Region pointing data
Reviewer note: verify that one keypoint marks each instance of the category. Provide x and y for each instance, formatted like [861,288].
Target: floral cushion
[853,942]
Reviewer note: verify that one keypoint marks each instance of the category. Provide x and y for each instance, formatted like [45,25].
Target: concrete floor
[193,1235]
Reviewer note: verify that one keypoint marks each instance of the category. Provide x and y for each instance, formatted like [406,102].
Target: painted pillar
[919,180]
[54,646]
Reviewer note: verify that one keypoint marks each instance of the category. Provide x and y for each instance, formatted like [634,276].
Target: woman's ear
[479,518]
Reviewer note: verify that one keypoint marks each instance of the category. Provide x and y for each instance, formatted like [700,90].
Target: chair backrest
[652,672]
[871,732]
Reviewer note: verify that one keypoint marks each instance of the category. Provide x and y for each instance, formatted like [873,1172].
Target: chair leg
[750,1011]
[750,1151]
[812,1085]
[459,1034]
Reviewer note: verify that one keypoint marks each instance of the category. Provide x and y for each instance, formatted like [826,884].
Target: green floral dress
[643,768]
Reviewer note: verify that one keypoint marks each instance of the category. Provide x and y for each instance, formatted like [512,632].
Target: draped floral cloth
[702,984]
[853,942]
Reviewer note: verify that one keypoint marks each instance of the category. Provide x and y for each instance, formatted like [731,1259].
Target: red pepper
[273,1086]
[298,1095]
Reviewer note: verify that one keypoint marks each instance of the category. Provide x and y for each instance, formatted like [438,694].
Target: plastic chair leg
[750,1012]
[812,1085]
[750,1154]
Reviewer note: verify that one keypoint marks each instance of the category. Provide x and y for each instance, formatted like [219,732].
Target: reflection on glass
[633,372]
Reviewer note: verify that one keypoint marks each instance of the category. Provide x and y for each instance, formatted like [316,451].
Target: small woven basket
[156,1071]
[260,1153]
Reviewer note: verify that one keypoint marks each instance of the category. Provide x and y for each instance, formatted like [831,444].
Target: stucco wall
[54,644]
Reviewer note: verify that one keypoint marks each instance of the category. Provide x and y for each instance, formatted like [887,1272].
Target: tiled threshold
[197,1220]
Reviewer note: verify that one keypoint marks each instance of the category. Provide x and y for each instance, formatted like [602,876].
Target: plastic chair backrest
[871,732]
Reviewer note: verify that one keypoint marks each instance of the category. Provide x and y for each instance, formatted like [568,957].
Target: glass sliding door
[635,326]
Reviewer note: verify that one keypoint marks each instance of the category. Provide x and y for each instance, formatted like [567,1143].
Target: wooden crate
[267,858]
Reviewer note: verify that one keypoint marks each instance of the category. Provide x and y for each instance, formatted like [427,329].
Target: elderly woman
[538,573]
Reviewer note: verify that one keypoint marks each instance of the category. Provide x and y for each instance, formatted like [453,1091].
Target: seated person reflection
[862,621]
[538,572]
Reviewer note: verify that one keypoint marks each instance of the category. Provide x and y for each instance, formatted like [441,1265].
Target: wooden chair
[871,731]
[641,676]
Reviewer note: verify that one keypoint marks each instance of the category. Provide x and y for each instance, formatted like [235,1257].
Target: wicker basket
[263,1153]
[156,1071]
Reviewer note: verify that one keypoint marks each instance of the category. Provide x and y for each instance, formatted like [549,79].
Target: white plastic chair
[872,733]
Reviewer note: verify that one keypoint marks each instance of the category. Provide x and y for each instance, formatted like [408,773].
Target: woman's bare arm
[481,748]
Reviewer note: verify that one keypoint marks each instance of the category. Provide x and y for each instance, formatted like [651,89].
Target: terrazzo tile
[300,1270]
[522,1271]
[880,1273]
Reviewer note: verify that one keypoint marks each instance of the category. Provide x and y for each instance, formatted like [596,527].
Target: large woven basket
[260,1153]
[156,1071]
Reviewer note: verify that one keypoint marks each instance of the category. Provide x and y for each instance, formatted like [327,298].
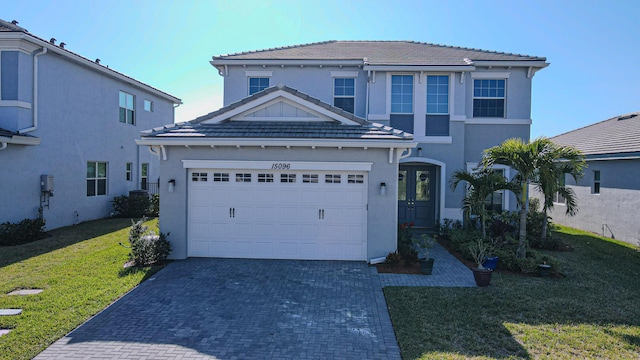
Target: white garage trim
[277,214]
[277,165]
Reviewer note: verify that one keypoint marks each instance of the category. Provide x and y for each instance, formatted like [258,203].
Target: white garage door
[288,214]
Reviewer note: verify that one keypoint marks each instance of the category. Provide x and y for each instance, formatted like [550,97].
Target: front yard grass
[593,312]
[80,269]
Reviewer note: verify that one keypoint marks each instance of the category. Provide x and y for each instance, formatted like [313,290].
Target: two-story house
[320,149]
[67,131]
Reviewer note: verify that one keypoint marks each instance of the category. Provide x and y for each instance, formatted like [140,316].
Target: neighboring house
[67,131]
[312,156]
[609,193]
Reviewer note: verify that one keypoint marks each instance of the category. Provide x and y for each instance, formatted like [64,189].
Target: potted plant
[423,246]
[479,251]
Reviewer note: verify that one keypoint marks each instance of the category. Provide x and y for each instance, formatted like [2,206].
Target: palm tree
[480,185]
[559,161]
[538,162]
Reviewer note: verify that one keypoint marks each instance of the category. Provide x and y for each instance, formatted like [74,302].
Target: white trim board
[280,165]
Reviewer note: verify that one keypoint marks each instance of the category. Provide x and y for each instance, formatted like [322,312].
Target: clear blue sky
[593,46]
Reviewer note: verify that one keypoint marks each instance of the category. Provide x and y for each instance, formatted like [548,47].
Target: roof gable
[280,103]
[618,135]
[380,53]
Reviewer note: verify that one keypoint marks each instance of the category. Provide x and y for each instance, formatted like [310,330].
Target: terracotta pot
[482,276]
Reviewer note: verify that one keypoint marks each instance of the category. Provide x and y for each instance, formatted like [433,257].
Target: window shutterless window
[129,171]
[127,108]
[402,94]
[148,105]
[596,181]
[96,178]
[257,84]
[344,94]
[438,94]
[488,98]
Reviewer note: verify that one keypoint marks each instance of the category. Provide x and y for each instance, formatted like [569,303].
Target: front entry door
[417,195]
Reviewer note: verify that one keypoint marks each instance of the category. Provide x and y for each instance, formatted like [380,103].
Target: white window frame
[389,88]
[97,178]
[129,171]
[597,182]
[126,107]
[490,75]
[257,74]
[449,95]
[148,105]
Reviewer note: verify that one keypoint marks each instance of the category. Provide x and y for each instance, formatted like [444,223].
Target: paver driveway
[244,309]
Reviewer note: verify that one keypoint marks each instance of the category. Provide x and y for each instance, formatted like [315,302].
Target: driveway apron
[242,309]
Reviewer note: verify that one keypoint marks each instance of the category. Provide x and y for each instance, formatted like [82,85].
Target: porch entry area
[417,195]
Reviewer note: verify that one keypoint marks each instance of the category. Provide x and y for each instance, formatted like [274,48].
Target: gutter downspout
[34,108]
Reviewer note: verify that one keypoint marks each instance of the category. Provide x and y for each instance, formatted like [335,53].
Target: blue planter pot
[490,263]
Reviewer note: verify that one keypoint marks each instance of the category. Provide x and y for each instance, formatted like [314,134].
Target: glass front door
[417,195]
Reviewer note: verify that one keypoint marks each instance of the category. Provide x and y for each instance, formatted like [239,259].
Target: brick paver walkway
[253,309]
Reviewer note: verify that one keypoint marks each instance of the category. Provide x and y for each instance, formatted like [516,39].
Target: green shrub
[22,232]
[393,258]
[147,248]
[154,210]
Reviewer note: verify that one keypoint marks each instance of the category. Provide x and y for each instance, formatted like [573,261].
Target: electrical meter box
[46,183]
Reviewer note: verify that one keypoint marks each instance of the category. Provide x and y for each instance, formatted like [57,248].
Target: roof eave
[90,64]
[279,142]
[451,68]
[513,63]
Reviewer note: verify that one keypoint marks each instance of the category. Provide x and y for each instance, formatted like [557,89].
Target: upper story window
[402,94]
[127,108]
[96,178]
[148,105]
[488,98]
[596,182]
[257,84]
[438,94]
[344,94]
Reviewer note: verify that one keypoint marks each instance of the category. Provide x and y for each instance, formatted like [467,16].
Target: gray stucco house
[609,193]
[67,131]
[320,149]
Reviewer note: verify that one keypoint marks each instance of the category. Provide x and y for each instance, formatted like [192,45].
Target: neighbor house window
[344,94]
[402,94]
[148,105]
[127,108]
[128,171]
[96,178]
[488,98]
[495,201]
[438,94]
[144,176]
[257,84]
[557,197]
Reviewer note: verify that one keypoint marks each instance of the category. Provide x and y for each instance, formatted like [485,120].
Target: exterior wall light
[383,189]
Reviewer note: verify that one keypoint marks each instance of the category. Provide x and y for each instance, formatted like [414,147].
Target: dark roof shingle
[618,135]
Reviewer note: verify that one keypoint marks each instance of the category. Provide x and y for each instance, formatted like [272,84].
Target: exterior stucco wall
[78,121]
[381,217]
[616,206]
[311,80]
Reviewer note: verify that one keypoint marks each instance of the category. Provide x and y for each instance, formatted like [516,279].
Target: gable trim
[274,95]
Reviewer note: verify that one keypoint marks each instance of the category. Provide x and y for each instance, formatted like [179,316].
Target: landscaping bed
[592,312]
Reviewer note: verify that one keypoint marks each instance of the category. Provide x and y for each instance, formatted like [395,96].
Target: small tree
[480,185]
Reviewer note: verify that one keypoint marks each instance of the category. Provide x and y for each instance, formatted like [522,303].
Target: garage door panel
[280,220]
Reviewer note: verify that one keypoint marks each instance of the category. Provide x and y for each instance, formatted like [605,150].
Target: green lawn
[594,312]
[81,271]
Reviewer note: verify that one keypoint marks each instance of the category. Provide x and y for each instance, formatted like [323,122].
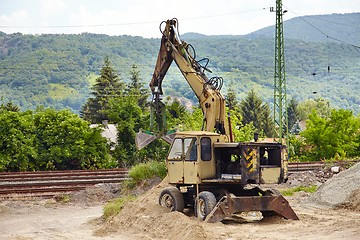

> **AIM OF THE EXERCISE**: All lines above between those holding "Target: woman's bare arm" and "formatted like [596,527].", inclusive, must be set down unchanged, and no other line may be included.

> **EXERCISE ANSWER**:
Target: woman's bare arm
[481,748]
Reviewer note: verify that one keypoint marks each instance of the category. Provide x and y for each instance, formatted like [651,89].
Target: terrazzo tile
[300,1270]
[522,1271]
[880,1273]
Reviewer note: verify that one keypoint marks each instance of the category. Provide x and y for each instance, formatted like [596,527].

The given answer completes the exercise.